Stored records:
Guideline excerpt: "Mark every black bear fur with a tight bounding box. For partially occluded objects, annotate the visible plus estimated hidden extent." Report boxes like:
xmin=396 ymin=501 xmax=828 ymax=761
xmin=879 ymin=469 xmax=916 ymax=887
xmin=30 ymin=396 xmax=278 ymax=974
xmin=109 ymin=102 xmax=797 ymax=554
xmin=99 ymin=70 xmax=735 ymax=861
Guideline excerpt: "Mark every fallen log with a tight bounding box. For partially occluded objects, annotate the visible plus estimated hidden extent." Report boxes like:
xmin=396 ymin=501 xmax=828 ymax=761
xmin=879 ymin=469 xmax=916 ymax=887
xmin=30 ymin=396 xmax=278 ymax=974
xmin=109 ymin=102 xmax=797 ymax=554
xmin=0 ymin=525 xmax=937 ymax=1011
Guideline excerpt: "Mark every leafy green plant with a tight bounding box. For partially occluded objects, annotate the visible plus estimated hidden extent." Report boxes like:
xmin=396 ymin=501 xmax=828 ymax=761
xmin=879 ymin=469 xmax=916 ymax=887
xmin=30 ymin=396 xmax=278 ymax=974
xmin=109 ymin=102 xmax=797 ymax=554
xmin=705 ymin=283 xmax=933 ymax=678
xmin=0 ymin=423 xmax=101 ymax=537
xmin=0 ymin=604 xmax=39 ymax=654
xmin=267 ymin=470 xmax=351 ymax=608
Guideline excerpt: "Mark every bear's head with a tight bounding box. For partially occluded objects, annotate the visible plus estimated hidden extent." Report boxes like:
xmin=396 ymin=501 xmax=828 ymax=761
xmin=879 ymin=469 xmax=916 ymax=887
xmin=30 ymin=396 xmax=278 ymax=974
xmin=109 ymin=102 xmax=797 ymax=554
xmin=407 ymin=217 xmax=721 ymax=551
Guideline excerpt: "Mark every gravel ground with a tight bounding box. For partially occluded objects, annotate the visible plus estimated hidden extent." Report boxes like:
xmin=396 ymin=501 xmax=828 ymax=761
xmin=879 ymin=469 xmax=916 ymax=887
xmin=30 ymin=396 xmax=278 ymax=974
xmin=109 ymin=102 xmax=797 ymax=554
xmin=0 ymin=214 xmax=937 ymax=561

→ Job
Reproduce the material above line for line, without changing anything.

→ Output for this exercise
Guideline excerpt: "Mark every black bear fur with a tight bounding box. For partially occluded objects, annotate the visible plus estimated hidden extent." Report boxes like:
xmin=396 ymin=501 xmax=828 ymax=761
xmin=879 ymin=469 xmax=916 ymax=887
xmin=30 ymin=396 xmax=278 ymax=974
xmin=109 ymin=102 xmax=797 ymax=554
xmin=99 ymin=70 xmax=735 ymax=861
Guideline excerpt: "Mark every fallen log with a tight bounding box. For partially occluded objects, annotate the visible plus estimated hidden extent." Report boxes like:
xmin=396 ymin=501 xmax=828 ymax=761
xmin=879 ymin=469 xmax=916 ymax=887
xmin=30 ymin=396 xmax=278 ymax=974
xmin=109 ymin=102 xmax=797 ymax=554
xmin=0 ymin=525 xmax=937 ymax=1011
Guideline excerpt: "Mark every leafy green plant with a tight bounding box. For partially occluded objects, annotate the visible plus estimated hidden extent." Report boxes like:
xmin=396 ymin=501 xmax=828 ymax=761
xmin=879 ymin=469 xmax=916 ymax=887
xmin=30 ymin=396 xmax=278 ymax=974
xmin=109 ymin=102 xmax=797 ymax=554
xmin=705 ymin=283 xmax=933 ymax=678
xmin=0 ymin=423 xmax=101 ymax=537
xmin=0 ymin=604 xmax=39 ymax=654
xmin=267 ymin=470 xmax=351 ymax=608
Guideline excerpt: "Mark every bear's head with a tight bounding box. For partially occluded objects, annotate the visible plus estimated hidden extent." Report boxes like:
xmin=396 ymin=501 xmax=828 ymax=761
xmin=879 ymin=469 xmax=916 ymax=887
xmin=30 ymin=396 xmax=278 ymax=974
xmin=109 ymin=102 xmax=797 ymax=554
xmin=407 ymin=217 xmax=721 ymax=551
Guideline excerpt: "Mark every gravel ground with a tight bounding box. For partially occluded objects, annotate the visible plus estimated hidden extent." Report boxes like:
xmin=396 ymin=501 xmax=828 ymax=761
xmin=879 ymin=469 xmax=916 ymax=887
xmin=30 ymin=396 xmax=278 ymax=974
xmin=109 ymin=102 xmax=797 ymax=554
xmin=0 ymin=214 xmax=937 ymax=561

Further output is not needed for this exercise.